▶ _Passage provided_:
· · · · · · ·

Mr Simpson always neatly pinned his sleeve to his jacket as he walked in his hat and suit with his medals in the street. I knew not to stare the first time I saw him but I did have to ask - later after they were safely out of earshot. My Mother explained matter of factly and plainly. Mr Simpson when he was a very young man lost his arm fighting in the First World War. Though it was a shocking injury and would have been hard for him, things were so terrible during the First World War getting injured like that probably saved his life and he came home to a wife who loved him and went on to have children and grandchildren. From hell to hope in a couple of sentences.  He wore his medals with pride and people as far as I could see accepted this. She went on to explain more about how when she was a little girl she was used to seeing lots of men with missing arms and legs, some begging. 

 (The First World War left the UK with 41,000 lower leg amputees (and this British only) and 9900 from the Second World War statistics from this source)


I had no sense that he felt he was a hero, for that generation I suspect it would not be a word to bandy about. I would guess that he wore them out of pride, that he stood up and did what he thought was his duty. Perhaps he had no choice, perhaps it was peer pressure. Standing up for peace in such a time would have been another sort of heroism too without the support of the masses, of the crowd. Perhaps the medals provided an explanation for the missing arm, saving questions. A statement silently told.

He didn't speak of the glory of war, none of my grandparent's generation did. They knew better. It is not a glorious thing. Perhaps Baldrick's poem whilst funny in situ in the episode, says it as it really is.

"Hear the words I sing,
War's a horrid thing."

The Guardian provides the statistics here for dark contemplation.  These are British figures not including US, or other allied forces nor those of the Afghan people. Everybody belongs to somebody.

Another century on from Mr Simpson, and for nearly a decade  we have been at war. We watch the funerals, the coffins saluted in the streets but what of the planes that return night after night bringing the horribly scarred and wounded. What has changed? The Poppy appeal instituted after WWI still effective and active. 

HelpforHeroes is an AMAZING  organisation of people, that has grown from a ground swell of feelings, their phrase Passion not pay, started it off and maintains them now.  It's stance is strictly non political. Bugger the rights and wrongs of war, think about all the individuals affected. A charitable body, a company ltd by guarantee with a trading company subsidiary which funds 100% of the administration costs, leaving EVERY SINGLE PENNY donated to be used where required. And quickly too. By partnering with expert organisations they provide significant funding and practical support for those that need it.

· · · · · · ·

▶ _Data entries_:
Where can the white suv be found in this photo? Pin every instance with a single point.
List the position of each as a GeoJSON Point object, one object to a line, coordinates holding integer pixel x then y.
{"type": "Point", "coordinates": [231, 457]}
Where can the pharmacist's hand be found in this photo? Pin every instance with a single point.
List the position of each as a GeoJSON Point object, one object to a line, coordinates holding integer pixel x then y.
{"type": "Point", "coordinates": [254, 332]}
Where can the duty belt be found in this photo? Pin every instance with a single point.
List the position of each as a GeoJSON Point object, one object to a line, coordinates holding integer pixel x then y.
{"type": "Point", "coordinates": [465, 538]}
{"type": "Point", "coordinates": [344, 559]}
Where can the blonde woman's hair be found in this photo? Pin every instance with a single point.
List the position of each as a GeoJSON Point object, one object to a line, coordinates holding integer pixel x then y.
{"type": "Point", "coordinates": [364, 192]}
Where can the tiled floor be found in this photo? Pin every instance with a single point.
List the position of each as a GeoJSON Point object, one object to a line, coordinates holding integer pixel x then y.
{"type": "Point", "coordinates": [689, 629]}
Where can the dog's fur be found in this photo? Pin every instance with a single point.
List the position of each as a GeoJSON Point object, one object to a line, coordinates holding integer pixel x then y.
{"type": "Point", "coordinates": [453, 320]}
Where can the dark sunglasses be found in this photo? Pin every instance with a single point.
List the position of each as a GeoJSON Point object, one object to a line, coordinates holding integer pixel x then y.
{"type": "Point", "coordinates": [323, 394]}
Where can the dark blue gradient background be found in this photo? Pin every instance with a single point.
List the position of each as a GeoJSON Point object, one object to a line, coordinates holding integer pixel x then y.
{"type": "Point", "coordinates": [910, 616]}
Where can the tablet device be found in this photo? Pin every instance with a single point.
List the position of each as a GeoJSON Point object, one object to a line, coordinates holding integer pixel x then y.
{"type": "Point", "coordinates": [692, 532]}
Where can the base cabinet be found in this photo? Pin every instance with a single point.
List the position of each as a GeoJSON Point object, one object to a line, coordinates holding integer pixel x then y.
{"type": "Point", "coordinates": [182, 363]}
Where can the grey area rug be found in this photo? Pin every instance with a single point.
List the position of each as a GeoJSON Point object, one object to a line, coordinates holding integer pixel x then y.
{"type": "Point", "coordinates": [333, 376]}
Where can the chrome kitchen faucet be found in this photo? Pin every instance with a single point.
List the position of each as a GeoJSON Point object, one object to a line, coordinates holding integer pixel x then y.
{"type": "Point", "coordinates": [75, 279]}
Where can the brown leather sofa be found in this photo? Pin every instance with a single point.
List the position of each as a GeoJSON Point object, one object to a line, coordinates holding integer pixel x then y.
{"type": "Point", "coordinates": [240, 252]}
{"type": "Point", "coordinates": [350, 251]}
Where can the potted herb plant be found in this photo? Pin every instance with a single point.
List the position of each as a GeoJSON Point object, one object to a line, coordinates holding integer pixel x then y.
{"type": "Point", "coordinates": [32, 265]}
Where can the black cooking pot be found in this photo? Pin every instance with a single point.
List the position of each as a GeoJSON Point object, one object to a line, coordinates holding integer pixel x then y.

· · · · · · ·

▶ _Job 1_: Translate this sentence from the passage about Mr Simpson into French: "He wore his medals with pride and people as far as I could see accepted this."
▶ _Job 2_: Write the next part of the passage about Mr Simpson and the war wounded, picking up right after its final sentence.
The rows have nothing to do with what you are asked to do here.

▶ _Written response 1_: Il portait ses médailles avec fierté et, pour autant que je pouvais en juger, les gens l'acceptaient.

▶ _Written response 2_:
Since 2007 when the Charity was formed, the volunteers  have raised 97 Million pounds, built state of the art centres, funded individuals, families and pioneered progressive programmes, making a tangible difference. They have guaranteed 100% online donation to their cause and for other charities too by the astute purchase of bmycharity Supporting  the 21st Century Mr and Mrs Simpsons and their families. The acts of war sadly haven't gone away, but fortunately neither has the desire to support. Millions of people are not looking away in embarrasment but doing something, with a varied mixture of cash, time and courage.

Actually this is worthy of the word AWESOME.

When I think back to Mr Simpson I find myself having an inner argument about which arm was missing. I must be able to remember surely, but I can't. I've deleted that unnecessary detail.

Mr Simpson wasn't defined by his injury, he was defined by the man I knew. A kind man, who had gone away in his youth, come back, raised a family, wore his medals and raised his hat in greeting.










Wednesday 6 April 2011

Well .. mm verses?

On the trees I see
small bursts of cherry blossom
rebirth and new life



And in other news:....

His strawberry nose
sharply raked by the felines
Camera shy for now




Tuesday 5 April 2011

Dark thoughts

This evening we completed our usual exploration of the valley at night. Primo hops about and I walk trusting that I don't put my foot down a rabbit hole.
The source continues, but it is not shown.